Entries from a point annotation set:
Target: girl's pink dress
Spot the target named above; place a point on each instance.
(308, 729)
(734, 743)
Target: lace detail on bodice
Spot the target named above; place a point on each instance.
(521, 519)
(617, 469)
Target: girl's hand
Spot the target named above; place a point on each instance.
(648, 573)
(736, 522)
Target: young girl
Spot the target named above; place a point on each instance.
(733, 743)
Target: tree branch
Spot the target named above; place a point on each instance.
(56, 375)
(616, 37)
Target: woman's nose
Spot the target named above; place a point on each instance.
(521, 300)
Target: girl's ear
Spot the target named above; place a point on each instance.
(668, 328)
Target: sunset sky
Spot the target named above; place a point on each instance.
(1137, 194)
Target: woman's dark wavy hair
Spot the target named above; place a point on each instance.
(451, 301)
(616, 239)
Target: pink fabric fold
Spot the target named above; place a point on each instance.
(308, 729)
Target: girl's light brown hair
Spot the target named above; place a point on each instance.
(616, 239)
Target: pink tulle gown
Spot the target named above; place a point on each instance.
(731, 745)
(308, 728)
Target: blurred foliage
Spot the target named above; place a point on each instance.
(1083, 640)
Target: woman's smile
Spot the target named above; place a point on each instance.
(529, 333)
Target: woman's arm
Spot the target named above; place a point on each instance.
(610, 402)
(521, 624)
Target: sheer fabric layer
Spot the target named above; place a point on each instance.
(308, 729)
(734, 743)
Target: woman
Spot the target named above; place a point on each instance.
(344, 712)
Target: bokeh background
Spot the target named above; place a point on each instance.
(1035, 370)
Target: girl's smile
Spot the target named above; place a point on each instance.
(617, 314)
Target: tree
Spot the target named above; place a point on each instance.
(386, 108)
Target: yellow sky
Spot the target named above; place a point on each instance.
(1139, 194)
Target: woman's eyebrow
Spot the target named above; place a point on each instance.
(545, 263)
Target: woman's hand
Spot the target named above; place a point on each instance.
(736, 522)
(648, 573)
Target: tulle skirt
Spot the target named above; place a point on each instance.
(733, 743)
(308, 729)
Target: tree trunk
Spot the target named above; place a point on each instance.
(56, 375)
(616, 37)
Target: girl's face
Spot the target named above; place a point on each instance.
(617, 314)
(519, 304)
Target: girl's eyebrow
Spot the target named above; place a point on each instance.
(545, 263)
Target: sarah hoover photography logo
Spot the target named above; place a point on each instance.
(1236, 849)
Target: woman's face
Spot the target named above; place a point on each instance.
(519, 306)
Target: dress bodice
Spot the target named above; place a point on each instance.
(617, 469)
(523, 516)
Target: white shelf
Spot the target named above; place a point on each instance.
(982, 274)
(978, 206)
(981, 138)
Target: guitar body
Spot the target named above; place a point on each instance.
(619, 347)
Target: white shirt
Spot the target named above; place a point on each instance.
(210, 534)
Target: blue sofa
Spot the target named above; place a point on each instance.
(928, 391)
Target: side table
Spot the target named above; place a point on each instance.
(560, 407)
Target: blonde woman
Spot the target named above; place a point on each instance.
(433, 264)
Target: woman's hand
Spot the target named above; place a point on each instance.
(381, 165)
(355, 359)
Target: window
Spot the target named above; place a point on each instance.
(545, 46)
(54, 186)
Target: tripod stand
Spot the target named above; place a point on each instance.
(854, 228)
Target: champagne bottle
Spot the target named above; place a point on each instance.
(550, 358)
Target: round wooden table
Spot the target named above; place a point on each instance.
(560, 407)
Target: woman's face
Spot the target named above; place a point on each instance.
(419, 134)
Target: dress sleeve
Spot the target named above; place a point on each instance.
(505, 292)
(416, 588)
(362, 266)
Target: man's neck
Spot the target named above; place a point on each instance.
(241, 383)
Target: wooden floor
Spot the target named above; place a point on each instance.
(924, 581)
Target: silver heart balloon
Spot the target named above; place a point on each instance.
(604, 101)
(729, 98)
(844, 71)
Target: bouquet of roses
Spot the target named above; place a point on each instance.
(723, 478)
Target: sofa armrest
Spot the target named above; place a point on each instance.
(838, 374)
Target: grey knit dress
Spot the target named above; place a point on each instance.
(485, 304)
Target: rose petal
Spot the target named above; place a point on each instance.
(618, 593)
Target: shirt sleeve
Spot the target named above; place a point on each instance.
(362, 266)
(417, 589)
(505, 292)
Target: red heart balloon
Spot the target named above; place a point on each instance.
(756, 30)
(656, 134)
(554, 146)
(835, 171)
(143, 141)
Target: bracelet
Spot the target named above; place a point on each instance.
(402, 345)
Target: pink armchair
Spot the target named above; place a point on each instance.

:: Exercise goal ::
Copy every line exactly. Leave nothing out.

:: Output for this exercise ::
Target: girl's pink dress
Spot the target named above; place a point on each instance.
(308, 729)
(734, 743)
Target: lace detail on bodice
Spot the target named above; place a point on each instance.
(521, 519)
(617, 469)
Target: girl's hand
Spot the target named above; place a point on each instance.
(648, 573)
(736, 522)
Target: young girl
Spot the target named above; place a point on each instance.
(733, 743)
Target: tree branch
Spot the target named above; place a point on each instance.
(56, 375)
(616, 37)
Target: woman's nose
Spot the target named above; place a point on each instance.
(521, 300)
Target: girl's ear
Spot the target named above; place a point on each instance.
(668, 328)
Target: sunset sky
Spot the target named above; place a point on each instance.
(1137, 194)
Target: woman's dark wavy hair
Spot the target named above; place a point on each instance.
(451, 301)
(616, 239)
Target: pink fabric fold
Spot the target named above; place a point on each instance.
(308, 729)
Target: girl's light brown hair
Spot the target named above; place a point on each instance.
(616, 239)
Target: pink tulle gown
Spot the target named above; place a point on each instance.
(731, 745)
(308, 728)
Target: blurred foliage
Spot the target named above; place a point on each instance.
(1083, 640)
Target: woman's smile
Spot the target named above; place a point on each instance.
(529, 333)
Target: woman's arm
Spot the target named above; place a point on each instance.
(610, 402)
(521, 624)
Target: sheer fabric layer
Spot the target named above; place a point on each instance.
(308, 729)
(734, 743)
Target: woman
Spot the target named above; place a point on each instance.
(344, 712)
Target: bokeh background
Spot the target named above; place a point on each instance.
(1035, 370)
Target: girl's smile
Spot the target named above; place a point on each instance.
(617, 314)
Target: tree
Spot the target named above; place a point on each instance.
(386, 108)
Target: yellow sky
Spot the target named above; place a point on each instance.
(1139, 194)
Target: woman's eyebrow
Spot the target named above; place a point on each instance.
(545, 263)
Target: woman's hand
Spot the target named above; place a point on each instance.
(736, 522)
(648, 573)
Target: tulle skirt
Spot the target named above; place a point on each instance.
(733, 743)
(308, 729)
Target: tree trunk
Spot the target named above; place a point on each instance.
(56, 375)
(616, 37)
Target: girl's face
Spot the target named above; place a point on each instance.
(617, 314)
(519, 304)
Target: girl's eyebrow
Spot the target named above; place a point on each instance.
(545, 263)
Target: sarah hoover photography logo
Spot the target named above; place a point on each instance.
(1236, 849)
Target: woman's face
Spot the target named above; place a point on each instance.
(519, 306)
Target: dress bodice
Spot the target named above; place a point on each instance.
(617, 469)
(523, 516)
Target: white shelf
Spot the target named above; place a point on each instance.
(982, 274)
(978, 206)
(981, 138)
Target: guitar body
Spot the target named above; place a point on each instance.
(619, 347)
Target: white shirt
Spot the target named above; place a point on each instance.
(210, 534)
Target: blue sofa
Spot the target named above; place a point on each instance.
(928, 391)
Target: side table
Spot the target named above; place a point on each instance.
(560, 407)
Target: blonde woman
Spot the target named above; place a point on each instance.
(433, 264)
Target: woman's hand
Spot the target named above; place a point on each instance.
(381, 165)
(355, 359)
Target: window
Spot the target named above; place a point on each instance.
(545, 46)
(54, 186)
Target: tripod stand
Spot the target named above; place a point on each instance.
(854, 228)
Target: champagne bottle
Spot the target named above; place a point on each instance.
(550, 358)
Target: round wooden table
Spot the target named above; place a point on each instance.
(560, 407)
Target: woman's face
Spot the target named above; place a point on each instance.
(419, 134)
Target: dress sleeve
Spot the target named above; place a point on each instance.
(505, 292)
(416, 588)
(362, 266)
Target: man's neck
Spot the target named above; place a point on each instance.
(241, 383)
Target: wooden floor
Spot the target named above; place a point on each instance.
(924, 581)
Target: silver heart balloon
Spot the target named above; place a point on each instance.
(604, 101)
(729, 98)
(844, 71)
Target: bouquet of roses
Spot the target named above; place a point on each instance.
(723, 478)
Target: sofa armrest
Spot the target named above; place a point on each instance.
(838, 374)
Target: grey knit dress
Spot the target named above; place a point on each instance.
(485, 304)
Target: rose petal
Spot the target named above; place a point on each instance.
(618, 593)
Target: shirt sleeve
Spot the target named above; place a point on each instance.
(362, 266)
(417, 589)
(505, 292)
Target: red heart balloon
Spot the target named above; place a point on each instance.
(756, 30)
(656, 134)
(554, 146)
(835, 171)
(143, 141)
Target: bracelet
Spot the target named above; place a point on each instance.
(402, 345)
Target: pink armchair
Spot the target named above; place a point on each instance.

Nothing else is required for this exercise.